#### GIVEN REQUEST
Reproduce word for word the portion of the GURPS Cabal campaign text below that runs from "The best supplement" up to and including "Cabal will work.".

#### READING TEXT

════════════════

GURPS Cabal: How Mailanka Designs a Campaign Part 2a: The Rules

The best supplement ever written for GURPS was GURPS Action 2: Exploits.  Technically, the Dungeon Fantasy series got the ball rolling, but Dungeon Fantasy is too self-contained (witness all the DF fans whining about how there needs to be a "serious" version of DF, or how they need "official" monsters).  GURPS Action 2: Exploits created a set of cohesive rules that could serve as a template for any similar campaign, and indeed, I think one of the reasons it isn't "better supported" is that generic support (like Gun-Fu or Martial Arts) work perfectly well with Action in a way that could suit a variety of campaigns.  I used it as the basis for G-verse, for example.  And it serves as an inspiration for how Cabal will work.

════════════════

#### DATA
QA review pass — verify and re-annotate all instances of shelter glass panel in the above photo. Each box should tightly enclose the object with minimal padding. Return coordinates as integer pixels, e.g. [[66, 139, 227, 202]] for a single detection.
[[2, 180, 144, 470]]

════════════════

#### RESPONSE FOR THIS EXERCISE
The best supplement ever written for GURPS was GURPS Action 2: Exploits.  Technically, the Dungeon Fantasy series got the ball rolling, but Dungeon Fantasy is too self-contained (witness all the DF fans whining about how there needs to be a "serious" version of DF, or how they need "official" monsters).  GURPS Action 2: Exploits created a set of cohesive rules that could serve as a template for any similar campaign, and indeed, I think one of the reasons it isn't "better supported" is that generic support (like Gun-Fu or Martial Arts) work perfectly well with Action in a way that could suit a variety of campaigns.  I used it as the basis for G-verse, for example.  And it serves as an inspiration for how Cabal will work.